● **Short task**: Write out the data again exactly, skipping every picture.

[Point-based annotation data]
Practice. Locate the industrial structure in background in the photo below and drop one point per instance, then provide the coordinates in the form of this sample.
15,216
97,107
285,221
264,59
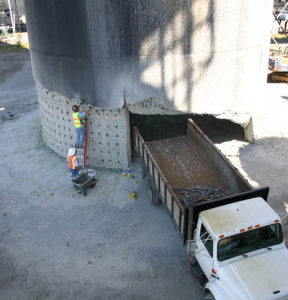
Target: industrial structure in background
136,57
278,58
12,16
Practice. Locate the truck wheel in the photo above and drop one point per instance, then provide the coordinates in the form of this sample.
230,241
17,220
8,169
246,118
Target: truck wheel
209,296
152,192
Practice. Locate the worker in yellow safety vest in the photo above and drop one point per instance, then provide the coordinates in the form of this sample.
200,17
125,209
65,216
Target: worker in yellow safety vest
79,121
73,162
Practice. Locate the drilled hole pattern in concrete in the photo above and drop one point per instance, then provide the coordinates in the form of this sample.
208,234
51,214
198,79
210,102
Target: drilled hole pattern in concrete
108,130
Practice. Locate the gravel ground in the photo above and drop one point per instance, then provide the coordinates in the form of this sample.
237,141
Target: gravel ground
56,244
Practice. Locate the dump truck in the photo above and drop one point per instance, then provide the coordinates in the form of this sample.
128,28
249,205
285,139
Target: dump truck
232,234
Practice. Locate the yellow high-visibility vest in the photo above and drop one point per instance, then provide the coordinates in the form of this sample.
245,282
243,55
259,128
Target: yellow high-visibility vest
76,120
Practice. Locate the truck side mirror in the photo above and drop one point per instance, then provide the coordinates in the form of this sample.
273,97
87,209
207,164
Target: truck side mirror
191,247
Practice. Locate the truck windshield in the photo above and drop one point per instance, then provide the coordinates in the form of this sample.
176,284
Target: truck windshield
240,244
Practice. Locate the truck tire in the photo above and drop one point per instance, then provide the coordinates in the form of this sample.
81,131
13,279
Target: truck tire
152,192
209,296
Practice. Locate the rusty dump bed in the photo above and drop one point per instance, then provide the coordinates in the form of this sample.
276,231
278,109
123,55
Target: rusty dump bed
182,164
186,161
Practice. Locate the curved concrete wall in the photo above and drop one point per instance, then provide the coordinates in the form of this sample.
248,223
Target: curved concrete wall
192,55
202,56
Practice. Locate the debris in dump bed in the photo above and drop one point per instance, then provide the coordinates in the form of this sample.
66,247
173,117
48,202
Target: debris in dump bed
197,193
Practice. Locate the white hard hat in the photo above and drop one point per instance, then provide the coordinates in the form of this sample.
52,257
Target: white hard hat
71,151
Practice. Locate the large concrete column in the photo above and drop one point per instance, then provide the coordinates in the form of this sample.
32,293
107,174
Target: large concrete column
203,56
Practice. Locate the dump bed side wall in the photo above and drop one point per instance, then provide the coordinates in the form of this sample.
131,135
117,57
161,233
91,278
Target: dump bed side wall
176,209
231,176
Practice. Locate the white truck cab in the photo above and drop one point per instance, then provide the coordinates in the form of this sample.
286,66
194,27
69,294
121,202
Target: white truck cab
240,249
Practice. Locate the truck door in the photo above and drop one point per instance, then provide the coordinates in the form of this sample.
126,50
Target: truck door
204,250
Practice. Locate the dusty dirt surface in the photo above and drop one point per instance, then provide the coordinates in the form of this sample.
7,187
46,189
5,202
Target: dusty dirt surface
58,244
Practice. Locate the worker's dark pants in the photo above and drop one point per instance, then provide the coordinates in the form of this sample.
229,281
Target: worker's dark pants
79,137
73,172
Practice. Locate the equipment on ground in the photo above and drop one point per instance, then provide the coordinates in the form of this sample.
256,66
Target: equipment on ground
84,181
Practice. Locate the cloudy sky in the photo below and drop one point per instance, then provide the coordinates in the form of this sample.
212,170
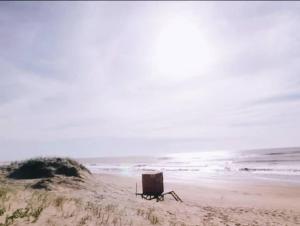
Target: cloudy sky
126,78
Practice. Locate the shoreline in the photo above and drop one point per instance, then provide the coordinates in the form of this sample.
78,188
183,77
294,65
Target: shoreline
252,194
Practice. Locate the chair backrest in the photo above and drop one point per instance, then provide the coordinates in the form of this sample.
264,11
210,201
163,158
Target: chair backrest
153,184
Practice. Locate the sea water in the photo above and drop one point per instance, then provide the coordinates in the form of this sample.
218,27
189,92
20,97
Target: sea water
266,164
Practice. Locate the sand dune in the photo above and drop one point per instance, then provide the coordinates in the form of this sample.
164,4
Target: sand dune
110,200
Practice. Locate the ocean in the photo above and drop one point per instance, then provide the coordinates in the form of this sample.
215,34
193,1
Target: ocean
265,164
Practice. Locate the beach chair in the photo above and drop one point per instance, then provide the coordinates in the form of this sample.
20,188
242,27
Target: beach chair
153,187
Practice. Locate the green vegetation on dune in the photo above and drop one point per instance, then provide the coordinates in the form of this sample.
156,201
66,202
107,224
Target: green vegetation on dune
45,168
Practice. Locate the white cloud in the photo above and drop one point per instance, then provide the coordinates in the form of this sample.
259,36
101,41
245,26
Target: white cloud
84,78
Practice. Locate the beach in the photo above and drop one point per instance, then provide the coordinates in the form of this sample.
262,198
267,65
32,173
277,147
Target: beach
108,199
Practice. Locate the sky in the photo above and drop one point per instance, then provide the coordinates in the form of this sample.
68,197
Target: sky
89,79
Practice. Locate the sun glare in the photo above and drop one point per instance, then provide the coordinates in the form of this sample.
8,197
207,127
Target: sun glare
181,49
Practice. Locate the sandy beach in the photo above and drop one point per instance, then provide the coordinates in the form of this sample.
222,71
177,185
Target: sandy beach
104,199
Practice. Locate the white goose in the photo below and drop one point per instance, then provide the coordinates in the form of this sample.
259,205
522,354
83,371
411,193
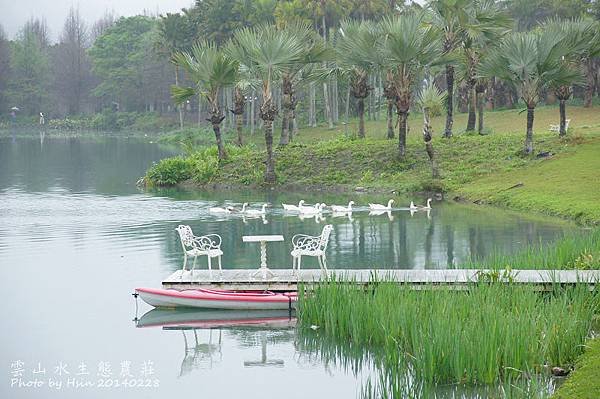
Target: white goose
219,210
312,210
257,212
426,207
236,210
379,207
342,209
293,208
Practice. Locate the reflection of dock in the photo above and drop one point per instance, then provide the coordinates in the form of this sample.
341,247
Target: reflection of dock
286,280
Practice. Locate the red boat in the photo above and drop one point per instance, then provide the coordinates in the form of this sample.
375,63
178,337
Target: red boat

● **Written answer**:
Practice. Locate the industrial structure in background in the photo below and drop one point per instance, then provide the coordinates in the form of this sample.
15,216
97,107
285,221
264,59
Target: industrial structure in background
136,57
278,58
12,16
Practice. Locate the truck wheel in the photo above and drop one point per instance, then provide the coordinates in the form of this sample.
230,241
17,220
8,169
246,118
Target: truck wheel
209,296
152,192
Practice. Locate the worker in yellow safety vest in the photo above and drop one point per instance, then provide the coordinates in the form of this sample.
200,17
125,209
65,216
Target: worker in yellow safety vest
79,121
73,162
Practice. Locate the drilled hole pattern in concrete in the photo above and drop one point per instance, then provide the coordinates in the form of this sample.
208,234
51,214
198,79
210,102
Target: drilled hole pattern in concrete
108,130
Practice. Locate the gravel ground in the photo above and drop one point per instance, then provide the coordinates in the form of this sample.
237,141
Target: gravel ground
56,244
Practice. Locate the dump truck in the photo above and drop one point per instance, then provide the coordinates in the form of this sample.
128,28
249,205
285,139
Target: dump truck
232,234
Practice. Locate the yellow high-visibility vest in the photo above and drop one point per instance, then provide the coordinates in the form of this sample.
245,282
243,55
259,128
Target: yellow high-visibility vest
76,120
Practice. Locate the truck side mirror in the photo above and drop one point per instance, then provide the coordinates in the form of this sample.
273,97
87,209
207,164
Target: truck side mirror
191,247
Practice. Locate the truck windshield in the photo above and drop one point per instance, then provide the coordinates in the form of this sample.
176,284
Target: truck windshield
240,244
Practice. Locate the truck tire in the photo above and drop one point per instance, then provide the coordinates in the form of this sample.
81,131
13,279
Target: truck tire
152,192
209,296
Practice. Locate the rusty dump bed in the photo above and drop one point per instance, then provide the coordinates in the form of this sample.
276,231
278,109
123,55
Target: rusty dump bed
182,164
186,161
Practice. Locate the curved concrete wall in the photo above and drop one point per instance, then provide the coordinates in the form of this sample.
248,223
Target: curved concrete wall
192,55
202,56
Practice. Locate the debris in dump bed in the photo above and drop one point per instance, then provide the coordinates in the form of this sample.
66,247
173,117
48,202
Target: debris in dump bed
197,193
Practice. Locate the white hard hat in the photo above and drop one point per instance, then provide the coordinates in the form of this sample.
52,257
Target: white hard hat
71,151
Practice. Locate the large concrete column in the photo above and drop one point per instance, then provide the coordinates in the form of this sample.
32,293
107,174
Target: large concrete column
203,56
Practice. Locate the dump bed side wall in the photo above and drop one point per instance, then provide the coordinates in the form of this sample.
131,135
117,57
161,233
91,278
Target: dump bed side wall
176,209
231,176
Practice. Locate the white truck cab in the photo above and drop one point per instance, then provide the coordinates in the form of this sample.
286,66
194,27
69,294
121,202
Target: white truck cab
240,249
Practice. Locate the truck door in the photo above and drop one point per instance, then provide the coordinates in the form of this sample.
126,50
Target: truck door
204,250
Practice. Locate the dusty dirt surface in the photo above and drop one point per instance, then provide the coordinates in the form of this sample.
7,187
46,189
5,202
Target: dusty dirt surface
58,244
Practice. Locate the worker's dark pants in the photo above and drop one point per instance, then provide the coordinates in the form of this sample.
229,281
Target: worker's dark pants
79,137
73,172
Practice. Locate the equipment on ground in the photo above and drop one point per instance, then provide the coordinates in the form of this sample.
256,66
Target: equipment on ground
84,181
Practice. Locate the cloudy sky in the photo below and drop one point per instance, then provide the coordinates in the form of this sample.
212,170
Target: cloudy sky
126,78
Practice. Locate the shoreline in the photo above and drop one point per instance, then provide the coordinates in the form of this sample.
78,188
183,77
294,65
Target: shoreline
252,194
Practice. Locate the chair backrest in the photo above and drop one point per instance, then provide the coordinates in the form of this sample.
264,11
210,201
163,158
Target: chair backrest
153,184
Practice. Locate the sea water in the photo above and drop one point per instance, then provide the coordinates in the form of this sample.
218,27
189,92
20,97
Target: sea water
266,164
Practice. Locate the sand dune in the photo above and drop one point per instance, then provide the coordinates in the form of this sample.
164,4
Target: sand dune
110,200
Practice. Locate the ocean in the photo above and drop one point per instance, then provide the coordinates in the form of this sample.
215,34
193,1
Target: ocean
265,164
Practice. Locate the beach chair in the photo above and drop one point per instance, then provide the coordinates in the form of this sample.
20,188
242,27
Target: beach chair
153,187
Practice. Locate the green vegetation on dune in the photo above and drop one point per instance, then provide the coordinates in the form of this sample.
156,201
66,202
107,224
Target: green vegetation on dune
45,168
Practice. Locate the white cloud in the photo above and drop one point per instance, then provide the coordinates in the form of this sample.
259,36
101,41
245,26
Target: white cloud
84,78
Practice. Locate the beach in the photo above and drop one point per instance, then provide the coordinates in the form of this sample.
262,198
267,65
32,173
277,147
Target: beach
108,199
Practice. Locate the sky in the photo above and drop one point per instance, then provide the coordinates in the form of this sample.
68,197
Target: sky
89,79
Practice. Locate the sun glare in the photo above and drop one point per instance, then provide the coordinates in the form of this sample.
8,197
207,127
Target: sun glare
181,49
Practice. Locate the sandy beach in the photo above and drop one point per instance, then provide the coordinates in the form of this sample.
222,71
177,185
Target: sandy beach
104,199
Practice. Locate the white goose in the photo below and drop one point per instance, then provide the coordinates in the form of this sample.
259,205
522,354
83,371
411,193
Target: white goose
219,210
312,210
257,212
426,207
236,210
379,207
342,209
293,208
Practice. Locate the reflection of dock in the photo above and drop one point per instance, then provide the coordinates in the form of this sample.
341,247
Target: reflection of dock
286,280
Practice. Locate the red boat in the photo above and drop one point per instance, then provide the coordinates in the form of this sample.
375,63
178,337
Target: red boat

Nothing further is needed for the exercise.